++++ Records ++++
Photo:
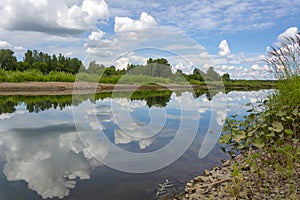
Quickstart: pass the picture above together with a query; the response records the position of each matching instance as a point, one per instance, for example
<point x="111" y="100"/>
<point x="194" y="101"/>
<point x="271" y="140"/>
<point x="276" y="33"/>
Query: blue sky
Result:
<point x="231" y="35"/>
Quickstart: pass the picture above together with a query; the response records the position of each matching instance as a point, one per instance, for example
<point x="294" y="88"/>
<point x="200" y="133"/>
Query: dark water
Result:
<point x="108" y="146"/>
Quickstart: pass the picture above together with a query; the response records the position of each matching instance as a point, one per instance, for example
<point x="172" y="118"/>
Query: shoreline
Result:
<point x="228" y="182"/>
<point x="69" y="88"/>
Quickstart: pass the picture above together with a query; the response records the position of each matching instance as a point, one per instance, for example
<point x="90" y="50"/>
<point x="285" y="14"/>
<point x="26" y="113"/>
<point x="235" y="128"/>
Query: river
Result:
<point x="111" y="145"/>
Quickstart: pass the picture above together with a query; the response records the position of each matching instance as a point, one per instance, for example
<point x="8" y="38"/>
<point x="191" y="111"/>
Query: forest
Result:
<point x="62" y="68"/>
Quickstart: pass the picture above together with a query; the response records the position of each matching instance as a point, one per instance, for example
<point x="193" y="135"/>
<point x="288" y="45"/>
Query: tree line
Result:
<point x="37" y="60"/>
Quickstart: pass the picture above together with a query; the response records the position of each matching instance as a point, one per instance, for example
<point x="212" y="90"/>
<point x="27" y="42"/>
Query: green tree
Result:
<point x="198" y="75"/>
<point x="159" y="67"/>
<point x="41" y="66"/>
<point x="226" y="77"/>
<point x="29" y="57"/>
<point x="95" y="68"/>
<point x="7" y="60"/>
<point x="22" y="66"/>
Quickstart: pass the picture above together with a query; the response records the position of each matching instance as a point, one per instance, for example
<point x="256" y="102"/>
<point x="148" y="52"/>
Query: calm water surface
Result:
<point x="42" y="156"/>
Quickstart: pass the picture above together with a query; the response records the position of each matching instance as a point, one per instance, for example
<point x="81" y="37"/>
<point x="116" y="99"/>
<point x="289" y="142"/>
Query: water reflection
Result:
<point x="39" y="143"/>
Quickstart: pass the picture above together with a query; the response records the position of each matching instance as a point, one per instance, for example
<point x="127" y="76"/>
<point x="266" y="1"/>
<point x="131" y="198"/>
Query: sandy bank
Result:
<point x="64" y="88"/>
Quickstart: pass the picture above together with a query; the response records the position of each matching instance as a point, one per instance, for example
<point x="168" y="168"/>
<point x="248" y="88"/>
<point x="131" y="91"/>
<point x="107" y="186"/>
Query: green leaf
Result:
<point x="295" y="111"/>
<point x="225" y="139"/>
<point x="258" y="143"/>
<point x="288" y="131"/>
<point x="240" y="135"/>
<point x="277" y="126"/>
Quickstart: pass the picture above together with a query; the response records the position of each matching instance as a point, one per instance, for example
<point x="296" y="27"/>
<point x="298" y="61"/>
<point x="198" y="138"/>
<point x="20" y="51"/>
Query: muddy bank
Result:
<point x="228" y="183"/>
<point x="65" y="88"/>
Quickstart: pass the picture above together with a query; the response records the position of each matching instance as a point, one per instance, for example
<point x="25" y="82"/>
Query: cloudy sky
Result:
<point x="231" y="35"/>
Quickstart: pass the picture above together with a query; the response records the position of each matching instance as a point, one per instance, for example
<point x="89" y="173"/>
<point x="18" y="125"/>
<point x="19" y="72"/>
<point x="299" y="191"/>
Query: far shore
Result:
<point x="68" y="88"/>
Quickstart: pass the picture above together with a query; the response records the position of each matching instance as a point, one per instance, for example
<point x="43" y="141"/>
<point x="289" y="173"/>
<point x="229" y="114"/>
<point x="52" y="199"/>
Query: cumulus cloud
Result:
<point x="290" y="33"/>
<point x="5" y="44"/>
<point x="123" y="24"/>
<point x="19" y="48"/>
<point x="96" y="35"/>
<point x="224" y="48"/>
<point x="53" y="17"/>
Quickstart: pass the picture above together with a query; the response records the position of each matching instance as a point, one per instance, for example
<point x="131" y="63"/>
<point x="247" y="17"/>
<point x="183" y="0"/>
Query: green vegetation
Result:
<point x="269" y="135"/>
<point x="39" y="66"/>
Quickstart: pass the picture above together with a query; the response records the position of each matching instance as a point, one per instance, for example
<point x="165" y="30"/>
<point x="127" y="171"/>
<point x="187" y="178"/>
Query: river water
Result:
<point x="111" y="146"/>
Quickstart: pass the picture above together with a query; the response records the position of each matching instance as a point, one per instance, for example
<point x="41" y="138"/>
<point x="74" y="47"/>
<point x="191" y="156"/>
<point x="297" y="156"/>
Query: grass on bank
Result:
<point x="38" y="76"/>
<point x="269" y="136"/>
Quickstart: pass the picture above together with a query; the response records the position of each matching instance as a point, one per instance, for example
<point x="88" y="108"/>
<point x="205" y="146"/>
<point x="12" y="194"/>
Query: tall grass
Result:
<point x="35" y="75"/>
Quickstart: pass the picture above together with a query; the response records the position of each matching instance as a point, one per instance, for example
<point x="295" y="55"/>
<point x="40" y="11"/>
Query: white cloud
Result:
<point x="205" y="15"/>
<point x="288" y="33"/>
<point x="123" y="24"/>
<point x="255" y="67"/>
<point x="53" y="17"/>
<point x="19" y="48"/>
<point x="5" y="44"/>
<point x="96" y="35"/>
<point x="224" y="48"/>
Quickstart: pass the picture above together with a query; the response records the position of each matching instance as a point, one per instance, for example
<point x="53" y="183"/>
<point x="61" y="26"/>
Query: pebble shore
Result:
<point x="219" y="183"/>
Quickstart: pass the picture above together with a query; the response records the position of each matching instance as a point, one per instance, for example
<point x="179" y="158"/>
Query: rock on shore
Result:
<point x="223" y="183"/>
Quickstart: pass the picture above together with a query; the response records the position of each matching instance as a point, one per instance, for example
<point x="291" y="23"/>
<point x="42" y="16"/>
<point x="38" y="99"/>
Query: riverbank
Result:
<point x="67" y="88"/>
<point x="234" y="180"/>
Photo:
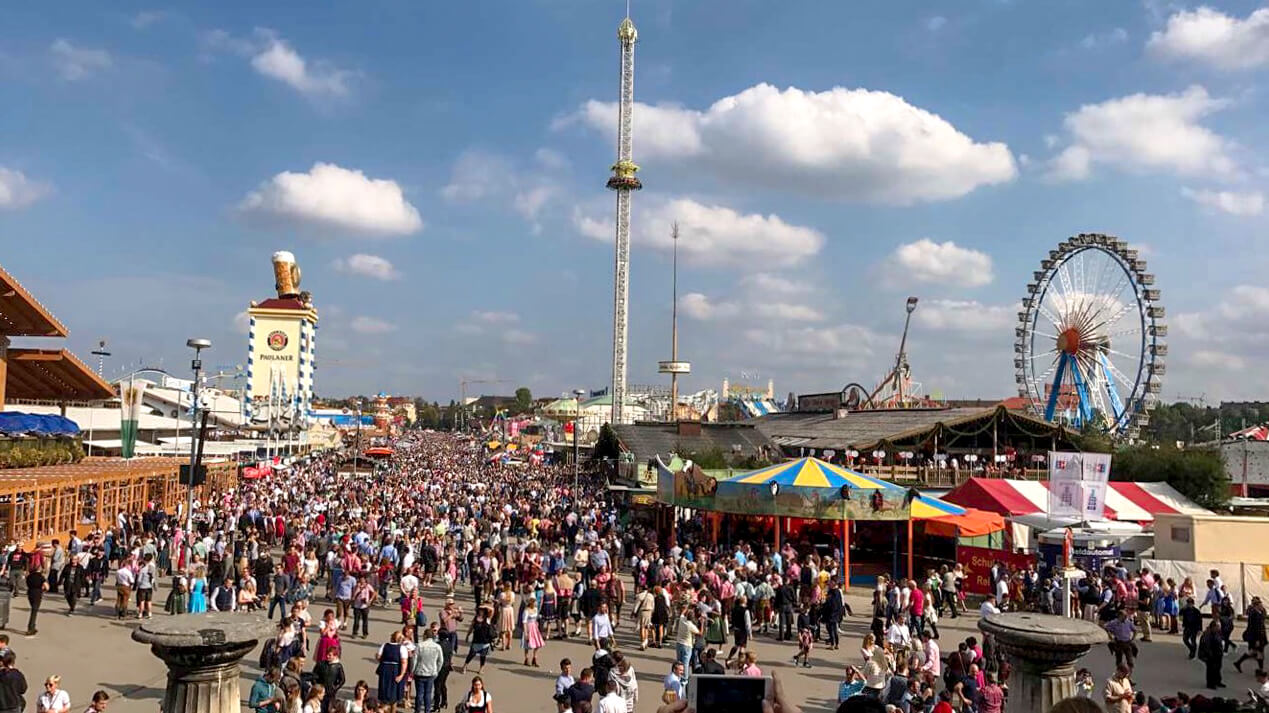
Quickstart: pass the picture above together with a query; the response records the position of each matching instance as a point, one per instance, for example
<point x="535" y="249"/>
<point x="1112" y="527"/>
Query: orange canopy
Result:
<point x="973" y="523"/>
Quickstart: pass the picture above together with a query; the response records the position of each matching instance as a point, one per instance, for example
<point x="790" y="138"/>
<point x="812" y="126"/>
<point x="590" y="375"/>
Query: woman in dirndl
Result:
<point x="531" y="634"/>
<point x="391" y="669"/>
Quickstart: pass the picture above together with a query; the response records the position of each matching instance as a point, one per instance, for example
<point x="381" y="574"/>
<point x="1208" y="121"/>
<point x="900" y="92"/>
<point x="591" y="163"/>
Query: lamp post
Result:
<point x="198" y="345"/>
<point x="576" y="423"/>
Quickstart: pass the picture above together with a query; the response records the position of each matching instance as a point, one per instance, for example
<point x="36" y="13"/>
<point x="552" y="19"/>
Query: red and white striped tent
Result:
<point x="1126" y="501"/>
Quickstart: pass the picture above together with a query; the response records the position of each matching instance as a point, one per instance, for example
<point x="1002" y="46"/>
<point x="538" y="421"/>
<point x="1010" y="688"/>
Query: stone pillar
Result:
<point x="202" y="652"/>
<point x="1042" y="650"/>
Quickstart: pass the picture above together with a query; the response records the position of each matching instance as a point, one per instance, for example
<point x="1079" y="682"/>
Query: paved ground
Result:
<point x="94" y="651"/>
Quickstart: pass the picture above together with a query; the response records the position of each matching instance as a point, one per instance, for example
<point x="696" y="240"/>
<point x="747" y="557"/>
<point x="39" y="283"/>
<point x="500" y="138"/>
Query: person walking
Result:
<point x="123" y="580"/>
<point x="1254" y="636"/>
<point x="329" y="673"/>
<point x="391" y="669"/>
<point x="428" y="660"/>
<point x="482" y="637"/>
<point x="72" y="579"/>
<point x="479" y="700"/>
<point x="1122" y="634"/>
<point x="1119" y="694"/>
<point x="1192" y="624"/>
<point x="13" y="684"/>
<point x="53" y="699"/>
<point x="36" y="588"/>
<point x="146" y="575"/>
<point x="531" y="633"/>
<point x="1211" y="651"/>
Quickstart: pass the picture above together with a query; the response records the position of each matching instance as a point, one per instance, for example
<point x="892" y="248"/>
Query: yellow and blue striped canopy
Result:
<point x="924" y="506"/>
<point x="811" y="472"/>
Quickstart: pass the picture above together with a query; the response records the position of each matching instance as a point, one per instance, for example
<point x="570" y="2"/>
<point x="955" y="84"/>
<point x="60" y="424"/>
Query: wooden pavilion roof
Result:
<point x="85" y="471"/>
<point x="53" y="374"/>
<point x="22" y="315"/>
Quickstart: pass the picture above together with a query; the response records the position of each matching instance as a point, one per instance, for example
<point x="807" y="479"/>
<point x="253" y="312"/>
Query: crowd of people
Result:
<point x="322" y="547"/>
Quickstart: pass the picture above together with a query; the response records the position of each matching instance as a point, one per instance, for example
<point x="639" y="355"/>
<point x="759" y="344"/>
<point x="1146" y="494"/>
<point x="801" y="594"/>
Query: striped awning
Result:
<point x="1127" y="501"/>
<point x="811" y="472"/>
<point x="815" y="473"/>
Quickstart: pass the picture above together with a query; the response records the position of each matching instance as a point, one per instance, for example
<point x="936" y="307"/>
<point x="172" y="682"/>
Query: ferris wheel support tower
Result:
<point x="623" y="182"/>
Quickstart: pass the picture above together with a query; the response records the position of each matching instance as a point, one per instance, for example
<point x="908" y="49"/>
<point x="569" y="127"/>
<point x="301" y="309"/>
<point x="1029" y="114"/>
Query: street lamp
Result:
<point x="576" y="421"/>
<point x="198" y="345"/>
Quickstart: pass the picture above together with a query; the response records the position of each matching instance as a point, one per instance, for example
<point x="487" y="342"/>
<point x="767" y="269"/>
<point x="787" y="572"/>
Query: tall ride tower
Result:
<point x="623" y="182"/>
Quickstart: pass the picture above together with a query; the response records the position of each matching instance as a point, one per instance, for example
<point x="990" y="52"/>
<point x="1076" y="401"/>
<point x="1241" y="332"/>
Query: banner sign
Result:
<point x="977" y="562"/>
<point x="1078" y="485"/>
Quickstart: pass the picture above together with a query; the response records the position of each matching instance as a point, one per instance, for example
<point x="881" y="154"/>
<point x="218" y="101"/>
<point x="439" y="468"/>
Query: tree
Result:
<point x="523" y="400"/>
<point x="608" y="445"/>
<point x="1197" y="473"/>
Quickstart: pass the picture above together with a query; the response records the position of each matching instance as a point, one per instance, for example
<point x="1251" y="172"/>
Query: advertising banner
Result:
<point x="1078" y="485"/>
<point x="977" y="562"/>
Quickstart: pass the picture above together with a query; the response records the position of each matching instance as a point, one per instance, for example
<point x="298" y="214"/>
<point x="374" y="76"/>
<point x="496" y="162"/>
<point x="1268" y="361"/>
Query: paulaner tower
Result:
<point x="623" y="182"/>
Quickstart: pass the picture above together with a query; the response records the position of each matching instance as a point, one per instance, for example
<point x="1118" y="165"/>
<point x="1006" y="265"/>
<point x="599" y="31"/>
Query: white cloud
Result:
<point x="1215" y="38"/>
<point x="274" y="57"/>
<point x="494" y="317"/>
<point x="74" y="64"/>
<point x="774" y="284"/>
<point x="371" y="325"/>
<point x="1208" y="358"/>
<point x="17" y="190"/>
<point x="763" y="296"/>
<point x="787" y="311"/>
<point x="281" y="61"/>
<point x="480" y="175"/>
<point x="1095" y="39"/>
<point x="531" y="201"/>
<point x="713" y="235"/>
<point x="476" y="175"/>
<point x="145" y="18"/>
<point x="338" y="198"/>
<point x="1146" y="132"/>
<point x="939" y="263"/>
<point x="518" y="338"/>
<point x="698" y="306"/>
<point x="367" y="265"/>
<point x="966" y="316"/>
<point x="1212" y="348"/>
<point x="849" y="345"/>
<point x="840" y="143"/>
<point x="550" y="159"/>
<point x="1250" y="203"/>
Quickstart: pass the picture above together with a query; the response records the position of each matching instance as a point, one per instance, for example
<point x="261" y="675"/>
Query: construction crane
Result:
<point x="462" y="395"/>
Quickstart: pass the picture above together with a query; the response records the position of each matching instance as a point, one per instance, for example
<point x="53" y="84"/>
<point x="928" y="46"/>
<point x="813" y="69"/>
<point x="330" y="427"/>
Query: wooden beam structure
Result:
<point x="37" y="504"/>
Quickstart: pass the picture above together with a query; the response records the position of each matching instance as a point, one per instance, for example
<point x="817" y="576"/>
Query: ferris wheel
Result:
<point x="1088" y="348"/>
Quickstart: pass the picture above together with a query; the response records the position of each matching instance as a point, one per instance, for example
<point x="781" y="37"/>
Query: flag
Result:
<point x="131" y="395"/>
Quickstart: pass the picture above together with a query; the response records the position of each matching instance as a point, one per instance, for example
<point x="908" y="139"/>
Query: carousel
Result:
<point x="816" y="505"/>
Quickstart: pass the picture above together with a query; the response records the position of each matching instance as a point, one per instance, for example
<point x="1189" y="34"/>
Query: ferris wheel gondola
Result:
<point x="1089" y="344"/>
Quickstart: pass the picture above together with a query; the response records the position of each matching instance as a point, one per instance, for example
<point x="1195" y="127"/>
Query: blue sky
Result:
<point x="438" y="170"/>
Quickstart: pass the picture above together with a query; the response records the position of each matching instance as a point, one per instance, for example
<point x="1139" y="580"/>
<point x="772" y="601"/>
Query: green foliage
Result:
<point x="1198" y="473"/>
<point x="607" y="447"/>
<point x="523" y="400"/>
<point x="1187" y="423"/>
<point x="1093" y="437"/>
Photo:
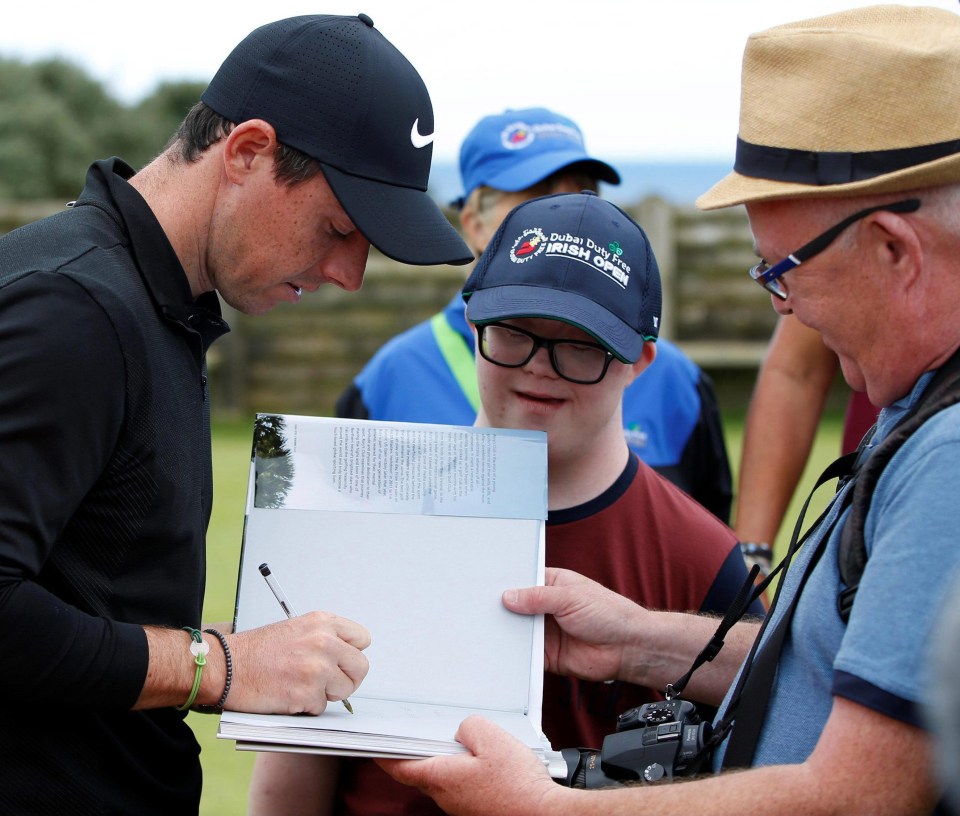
++++
Exercise requirements:
Identify every line in the entries above that contains the word "green", and copy each such line. Treat the match as case-sensitive.

Final answer:
Query: green tree
Query: green leaf
Query: green vegetation
Query: green foliage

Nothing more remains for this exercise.